**RECORDS**
* * * * *

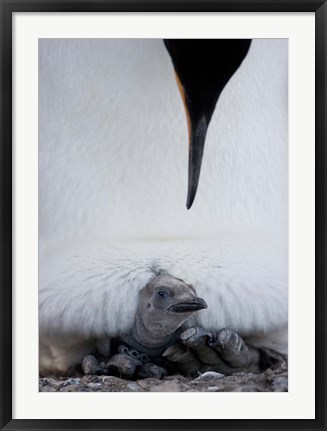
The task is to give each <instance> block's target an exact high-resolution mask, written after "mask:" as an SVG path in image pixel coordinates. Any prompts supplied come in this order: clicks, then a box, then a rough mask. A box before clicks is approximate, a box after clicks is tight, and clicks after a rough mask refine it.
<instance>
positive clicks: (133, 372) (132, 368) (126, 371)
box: [106, 353, 142, 379]
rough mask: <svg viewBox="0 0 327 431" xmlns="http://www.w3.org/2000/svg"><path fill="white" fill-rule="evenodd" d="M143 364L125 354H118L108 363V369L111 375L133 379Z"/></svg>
mask: <svg viewBox="0 0 327 431" xmlns="http://www.w3.org/2000/svg"><path fill="white" fill-rule="evenodd" d="M141 365H142V362H141V361H139V360H138V359H135V358H133V357H132V356H129V355H128V354H125V353H118V354H117V355H114V356H112V357H111V358H110V360H109V361H108V362H107V365H106V369H107V373H108V374H109V375H113V376H117V377H124V378H126V379H131V378H133V377H134V376H135V374H136V372H137V369H138V368H140V367H141Z"/></svg>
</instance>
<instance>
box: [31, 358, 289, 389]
mask: <svg viewBox="0 0 327 431" xmlns="http://www.w3.org/2000/svg"><path fill="white" fill-rule="evenodd" d="M39 390H40V392H287V390H288V365H287V362H283V363H282V364H281V365H280V366H279V367H278V368H276V369H270V368H269V369H268V370H266V371H264V372H262V373H260V374H252V373H245V372H242V373H237V374H233V375H232V376H224V375H222V374H220V373H215V372H211V371H210V372H207V373H204V374H202V375H199V376H197V377H192V378H189V377H184V376H181V375H173V376H168V377H165V378H164V379H162V380H158V379H154V378H147V379H139V380H136V381H131V380H125V379H120V378H118V377H114V376H91V375H85V376H83V377H54V376H48V377H42V378H40V379H39Z"/></svg>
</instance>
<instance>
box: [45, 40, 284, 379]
mask: <svg viewBox="0 0 327 431" xmlns="http://www.w3.org/2000/svg"><path fill="white" fill-rule="evenodd" d="M286 64H287V45H286V43H284V42H283V41H274V40H267V41H264V40H262V41H259V40H257V41H254V42H253V43H252V46H251V49H250V51H249V54H248V55H247V57H246V59H245V60H244V62H243V64H242V67H241V68H240V69H239V70H238V71H237V73H235V75H234V76H233V78H232V79H231V80H230V81H229V83H228V85H227V86H226V87H225V89H224V91H223V92H222V94H221V96H220V99H219V102H218V104H217V107H216V110H215V113H214V114H213V117H212V119H211V124H210V128H209V130H208V134H207V143H206V150H205V153H204V158H203V166H202V174H201V182H200V184H199V190H198V194H197V197H196V200H195V201H194V204H193V206H192V209H191V210H190V211H186V210H185V206H184V200H185V193H186V189H187V187H186V175H185V173H186V171H187V163H188V160H187V146H186V133H187V122H186V119H185V117H184V115H185V114H184V112H183V109H184V108H183V104H182V100H181V98H180V95H179V92H178V89H177V86H176V83H175V79H174V68H173V66H172V63H171V60H170V57H169V55H168V53H167V51H166V50H165V48H164V45H163V43H162V41H158V40H71V41H67V40H66V41H64V40H43V41H41V42H40V74H39V75H40V182H39V188H40V206H39V207H40V214H39V215H40V232H39V233H40V261H39V262H40V265H39V267H40V286H39V289H40V296H39V298H40V342H41V349H40V352H41V366H42V367H43V368H44V369H57V370H61V371H64V370H67V369H68V368H69V366H71V365H73V364H74V363H78V361H80V360H81V358H82V357H83V355H85V354H86V353H87V352H88V351H90V350H91V349H93V348H94V345H95V344H96V343H97V342H98V340H100V339H103V338H110V337H114V336H116V335H119V334H120V333H124V332H126V331H128V330H129V329H130V328H131V325H132V324H133V318H134V315H135V311H136V304H137V294H138V291H139V290H140V289H141V288H142V287H144V285H145V284H146V283H147V282H148V281H149V280H150V279H151V278H152V277H153V276H154V275H155V274H156V273H157V271H160V270H166V271H167V272H169V273H170V274H172V275H174V276H175V277H178V278H182V279H183V280H185V281H186V282H188V283H191V284H192V285H193V286H194V288H195V289H196V292H197V294H198V295H199V296H200V297H203V298H204V299H205V300H206V302H207V304H208V309H206V310H203V311H200V312H198V313H197V316H196V317H195V318H194V319H193V321H190V322H188V324H189V325H193V324H198V325H200V326H202V327H203V328H205V329H206V330H210V331H213V330H219V329H221V328H223V327H229V328H231V329H233V330H235V331H237V332H238V333H239V334H240V335H242V336H243V337H252V342H253V343H255V341H254V337H255V339H256V342H257V345H260V346H267V347H275V348H276V349H279V350H283V351H285V348H286V347H285V339H284V338H285V334H286V332H285V328H286V327H287V239H286V237H287V99H286V97H287V96H286V95H287V88H286V81H287V79H286V75H287V66H286ZM277 344H280V346H277ZM102 348H104V347H103V345H102Z"/></svg>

* * * * *

**ACTION ITEM**
Transcribe the listing exactly; omit all images.

**EXPECTED ANSWER**
The task is to give each <instance> block's target an exact high-resolution mask, written after "mask:" as an SVG path in image pixel coordinates. Any prompts supplied come in this order: clicks, then a box, then a rough mask. A box before clicks is approximate, a box after clicks is tight, and clicks after a rough mask refine it.
<instance>
positive clicks: (133, 372) (132, 368) (126, 371)
box: [106, 353, 142, 379]
rough mask: <svg viewBox="0 0 327 431" xmlns="http://www.w3.org/2000/svg"><path fill="white" fill-rule="evenodd" d="M143 364L125 354H118L108 363V369L111 375L133 379Z"/></svg>
mask: <svg viewBox="0 0 327 431" xmlns="http://www.w3.org/2000/svg"><path fill="white" fill-rule="evenodd" d="M141 365H142V362H141V361H139V360H138V359H135V358H133V357H132V356H129V355H128V354H125V353H118V354H117V355H114V356H112V357H111V358H110V360H109V361H108V362H107V365H106V369H107V373H108V374H109V375H113V376H117V377H124V378H126V379H131V378H133V377H134V376H135V374H136V372H137V369H138V368H140V367H141Z"/></svg>
</instance>
<instance>
box: [31, 358, 289, 389]
mask: <svg viewBox="0 0 327 431" xmlns="http://www.w3.org/2000/svg"><path fill="white" fill-rule="evenodd" d="M39 390H40V392H287V390H288V365H287V362H283V363H282V364H281V365H280V366H279V367H278V368H276V369H270V368H269V369H268V370H266V371H264V372H262V373H260V374H252V373H245V372H242V373H237V374H233V375H232V376H224V375H222V374H220V373H215V372H211V371H210V372H207V373H204V374H202V375H199V376H197V377H192V378H189V377H184V376H181V375H173V376H168V377H165V378H164V379H162V380H158V379H154V378H147V379H139V380H136V381H131V380H125V379H120V378H118V377H114V376H91V375H85V376H83V377H54V376H48V377H42V378H40V379H39Z"/></svg>
</instance>
<instance>
box: [45, 40, 284, 379]
mask: <svg viewBox="0 0 327 431" xmlns="http://www.w3.org/2000/svg"><path fill="white" fill-rule="evenodd" d="M286 64H287V45H286V43H284V42H283V41H274V40H267V41H264V40H262V41H259V40H257V41H254V42H253V43H252V46H251V49H250V51H249V54H248V55H247V57H246V59H245V60H244V62H243V64H242V67H241V68H240V69H239V70H238V71H237V73H235V75H234V76H233V78H232V79H231V80H230V81H229V83H228V85H227V86H226V87H225V89H224V91H223V92H222V94H221V96H220V99H219V102H218V104H217V107H216V110H215V113H214V114H213V117H212V119H211V124H210V128H209V130H208V134H207V143H206V150H205V153H204V158H203V166H202V174H201V182H200V184H199V190H198V194H197V197H196V200H195V201H194V204H193V206H192V209H191V210H190V211H186V210H185V206H184V200H185V193H186V189H187V187H186V175H185V173H186V171H187V163H188V160H187V146H186V133H187V122H186V119H185V117H184V115H185V114H184V112H183V109H184V108H183V104H182V100H181V98H180V95H179V92H178V89H177V86H176V83H175V79H174V68H173V66H172V63H171V60H170V57H169V55H168V53H167V51H166V50H165V48H164V45H163V43H162V41H158V40H71V41H67V40H66V41H64V40H43V41H41V42H40V74H39V75H40V182H39V188H40V206H39V207H40V214H39V215H40V232H39V233H40V261H39V262H40V265H39V267H40V286H39V289H40V296H39V298H40V342H41V349H40V352H41V366H42V367H43V368H44V369H57V370H61V371H64V370H67V369H68V368H69V366H71V365H73V364H74V363H78V361H80V360H81V358H82V357H83V355H85V354H86V353H87V352H88V351H90V350H91V349H93V348H94V345H95V344H96V343H97V342H98V340H100V339H103V338H110V337H114V336H116V335H119V334H120V333H124V332H126V331H128V330H129V329H130V328H131V325H132V324H133V318H134V315H135V311H136V304H137V294H138V291H139V290H140V289H141V288H142V287H144V285H145V284H146V283H147V282H148V281H149V280H150V279H151V278H152V277H153V276H154V275H155V274H156V273H157V271H160V270H166V271H167V272H169V273H170V274H172V275H174V276H175V277H178V278H182V279H183V280H185V281H186V282H188V283H191V284H192V285H193V286H194V288H195V289H196V292H197V294H198V295H199V296H200V297H203V298H204V299H205V300H206V302H207V304H208V309H206V310H203V311H200V312H198V313H197V316H196V317H195V318H194V319H193V321H190V322H188V324H189V325H193V324H198V325H200V326H202V327H203V328H205V329H206V330H210V331H213V330H219V329H221V328H223V327H229V328H231V329H233V330H235V331H237V332H238V333H239V334H240V335H242V336H243V337H252V342H253V343H255V341H254V337H255V339H256V342H257V345H260V346H267V347H275V348H276V349H279V350H283V351H285V348H286V347H285V339H284V338H285V334H286V332H285V328H286V327H287V239H286V237H287V99H286V97H287V96H286V95H287V88H286V81H287V79H286V75H287V66H286ZM277 344H280V346H277ZM102 348H104V347H103V345H102Z"/></svg>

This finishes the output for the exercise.